TEXT:
1. Is my 2020 SOX scope comprehensive?

In a previous article, I discussed scope from the perspective of refreshing materiality to reflect the anticipated volatility in 2020 by using Q1 results to forecast year-end results. I’ll raise the same beacon call again. With two quarters complete, SOX teams can better forecast year-end numbers and revise materiality as needed.

Revisions to the materiality may require the inclusion or removal of financial statement line items (FSLI) from your scope. However, materiality is only half of the scoping picture — layering in the risk assessment provides for a qualitative dynamic to the scope. SOX professionals need to continually layer in these qualitative assessments to ensure a comprehensive scope.

Top of mind are risk assessments for process areas requiring estimation and judgment; process areas impacted by resource attrition; supply chain issues and third-party dependent areas. The scope is the blueprint of the SOX compliance program — a wrong scope has disastrous implications, hence the need for balances and processes that have a significant risk of material misstatement are included in your scope is crucial.

MATERIAL SHOWN:

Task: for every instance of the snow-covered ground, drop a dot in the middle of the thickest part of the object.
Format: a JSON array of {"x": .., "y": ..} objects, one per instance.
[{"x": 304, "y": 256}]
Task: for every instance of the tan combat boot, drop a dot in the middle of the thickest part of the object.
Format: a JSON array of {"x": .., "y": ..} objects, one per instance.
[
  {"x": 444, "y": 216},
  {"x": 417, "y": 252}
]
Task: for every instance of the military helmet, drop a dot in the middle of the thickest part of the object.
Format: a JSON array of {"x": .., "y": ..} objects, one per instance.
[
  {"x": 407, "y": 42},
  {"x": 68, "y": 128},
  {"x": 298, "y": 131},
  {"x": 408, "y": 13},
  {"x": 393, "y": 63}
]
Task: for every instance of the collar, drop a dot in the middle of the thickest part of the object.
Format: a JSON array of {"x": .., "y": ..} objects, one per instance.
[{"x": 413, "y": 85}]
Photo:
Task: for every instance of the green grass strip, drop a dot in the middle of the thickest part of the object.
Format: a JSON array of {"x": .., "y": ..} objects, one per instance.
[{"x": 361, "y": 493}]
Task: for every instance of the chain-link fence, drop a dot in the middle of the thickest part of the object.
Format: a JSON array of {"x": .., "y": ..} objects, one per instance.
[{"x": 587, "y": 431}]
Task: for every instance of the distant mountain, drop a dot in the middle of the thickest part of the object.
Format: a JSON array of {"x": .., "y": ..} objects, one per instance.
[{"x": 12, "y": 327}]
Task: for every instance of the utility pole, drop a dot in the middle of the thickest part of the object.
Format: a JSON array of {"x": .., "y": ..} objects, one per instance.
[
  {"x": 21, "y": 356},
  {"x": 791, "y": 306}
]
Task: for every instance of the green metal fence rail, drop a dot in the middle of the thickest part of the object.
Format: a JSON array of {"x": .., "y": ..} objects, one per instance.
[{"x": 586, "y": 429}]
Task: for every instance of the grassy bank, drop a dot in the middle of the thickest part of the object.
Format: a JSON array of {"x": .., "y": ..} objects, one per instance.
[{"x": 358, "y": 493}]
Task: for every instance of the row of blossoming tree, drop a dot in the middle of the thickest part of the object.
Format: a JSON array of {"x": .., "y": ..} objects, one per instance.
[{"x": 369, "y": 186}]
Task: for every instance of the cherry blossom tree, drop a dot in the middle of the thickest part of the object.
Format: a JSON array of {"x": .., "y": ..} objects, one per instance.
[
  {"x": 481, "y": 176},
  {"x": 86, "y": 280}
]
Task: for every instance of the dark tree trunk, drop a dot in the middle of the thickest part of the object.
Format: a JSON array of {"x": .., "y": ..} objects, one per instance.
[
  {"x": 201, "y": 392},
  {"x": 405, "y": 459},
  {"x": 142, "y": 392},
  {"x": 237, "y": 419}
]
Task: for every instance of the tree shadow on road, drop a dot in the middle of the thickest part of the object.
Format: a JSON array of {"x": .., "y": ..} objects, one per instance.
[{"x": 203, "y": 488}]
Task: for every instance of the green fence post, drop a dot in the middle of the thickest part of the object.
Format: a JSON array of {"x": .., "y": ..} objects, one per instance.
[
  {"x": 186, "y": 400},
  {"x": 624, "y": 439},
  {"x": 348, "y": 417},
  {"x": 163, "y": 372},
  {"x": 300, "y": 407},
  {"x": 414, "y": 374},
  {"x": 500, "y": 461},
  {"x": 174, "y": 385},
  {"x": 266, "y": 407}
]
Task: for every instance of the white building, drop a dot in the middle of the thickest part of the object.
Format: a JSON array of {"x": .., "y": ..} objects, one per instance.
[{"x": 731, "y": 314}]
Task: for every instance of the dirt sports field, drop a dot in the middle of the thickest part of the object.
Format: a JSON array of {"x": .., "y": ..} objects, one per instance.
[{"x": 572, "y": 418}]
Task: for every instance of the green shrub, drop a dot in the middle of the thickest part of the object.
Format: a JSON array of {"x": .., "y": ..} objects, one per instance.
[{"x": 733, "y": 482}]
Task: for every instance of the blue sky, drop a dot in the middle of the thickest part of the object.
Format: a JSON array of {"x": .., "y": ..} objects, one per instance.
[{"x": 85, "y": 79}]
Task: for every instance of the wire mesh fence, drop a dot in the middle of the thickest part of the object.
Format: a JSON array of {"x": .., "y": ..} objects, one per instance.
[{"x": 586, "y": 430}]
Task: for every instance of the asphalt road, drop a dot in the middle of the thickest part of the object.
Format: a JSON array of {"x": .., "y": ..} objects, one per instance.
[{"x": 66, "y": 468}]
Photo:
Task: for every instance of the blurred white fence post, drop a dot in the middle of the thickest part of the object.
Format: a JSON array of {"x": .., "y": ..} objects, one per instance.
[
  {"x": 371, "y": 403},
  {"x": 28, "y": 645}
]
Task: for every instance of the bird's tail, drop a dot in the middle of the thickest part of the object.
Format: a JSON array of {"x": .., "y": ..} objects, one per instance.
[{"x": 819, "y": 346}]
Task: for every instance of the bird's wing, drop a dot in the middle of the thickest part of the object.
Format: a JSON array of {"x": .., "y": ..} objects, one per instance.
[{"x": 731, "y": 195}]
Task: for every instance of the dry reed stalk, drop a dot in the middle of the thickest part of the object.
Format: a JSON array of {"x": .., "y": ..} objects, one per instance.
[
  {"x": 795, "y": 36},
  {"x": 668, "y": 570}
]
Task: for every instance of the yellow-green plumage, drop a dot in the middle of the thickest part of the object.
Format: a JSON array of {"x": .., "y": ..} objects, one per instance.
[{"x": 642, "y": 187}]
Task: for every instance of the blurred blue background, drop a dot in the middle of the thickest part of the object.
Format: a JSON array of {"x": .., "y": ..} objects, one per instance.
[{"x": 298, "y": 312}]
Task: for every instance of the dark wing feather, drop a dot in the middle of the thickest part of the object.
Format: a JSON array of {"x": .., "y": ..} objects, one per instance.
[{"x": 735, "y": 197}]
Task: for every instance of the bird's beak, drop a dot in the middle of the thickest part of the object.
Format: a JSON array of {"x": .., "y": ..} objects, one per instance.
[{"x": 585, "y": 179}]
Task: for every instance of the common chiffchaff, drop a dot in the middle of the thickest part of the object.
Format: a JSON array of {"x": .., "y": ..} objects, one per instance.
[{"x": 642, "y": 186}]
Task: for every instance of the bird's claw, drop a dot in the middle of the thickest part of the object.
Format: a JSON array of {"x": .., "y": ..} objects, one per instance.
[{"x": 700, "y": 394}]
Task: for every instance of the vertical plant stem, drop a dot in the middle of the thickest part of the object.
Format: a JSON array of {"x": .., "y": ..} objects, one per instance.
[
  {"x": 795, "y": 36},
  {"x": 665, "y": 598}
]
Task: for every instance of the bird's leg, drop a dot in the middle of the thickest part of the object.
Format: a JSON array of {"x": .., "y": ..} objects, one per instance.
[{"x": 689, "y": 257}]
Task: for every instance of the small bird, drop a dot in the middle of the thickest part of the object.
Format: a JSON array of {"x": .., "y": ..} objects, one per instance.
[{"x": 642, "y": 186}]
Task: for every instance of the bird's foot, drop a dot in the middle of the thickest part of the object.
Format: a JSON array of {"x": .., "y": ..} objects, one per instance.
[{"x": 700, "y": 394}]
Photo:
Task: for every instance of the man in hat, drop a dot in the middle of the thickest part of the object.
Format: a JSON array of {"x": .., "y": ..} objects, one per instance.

QUESTIONS:
a. Can you return the SOX scoping text from "Revisions to the" up to and including "scope is crucial."?
b. Which areas does the SOX scoping text name as top of mind for risk assessments?
c. Do these statements agree with the SOX scoping text? (i) Materiality alone gives the full scoping picture. (ii) Q1 results can be used to forecast year-end results when refreshing materiality. (iii) Revisions to materiality may require adding or removing financial statement line items from the scope.

ANSWERS TO THE EXERCISE:
a.
Revisions to the materiality may require the inclusion or removal of financial statement line items (FSLI) from your scope. However, materiality is only half of the scoping picture — layering in the risk assessment provides for a qualitative dynamic to the scope. SOX professionals need to continually layer in these qualitative assessments to ensure a comprehensive scope.

Top of mind are risk assessments for process areas requiring estimation and judgment; process areas impacted by resource attrition; supply chain issues and third-party dependent areas. The scope is the blueprint of the SOX compliance program — a wrong scope has disastrous implications, hence the need for balances and processes that have a significant risk of material misstatement are included in your scope is crucial.

b.
- Process areas requiring estimation and judgment
- Process areas impacted by resource attrition
- Supply chain issues
- Third-party dependent areas

c.
(i) No: "materiality is only half of the scoping picture"
(ii) Yes: "by using Q1 results to forecast year-end results"
(iii) Yes: "Revisions to the materiality may require the inclusion or removal of financial statement line items (FSLI) from your scope"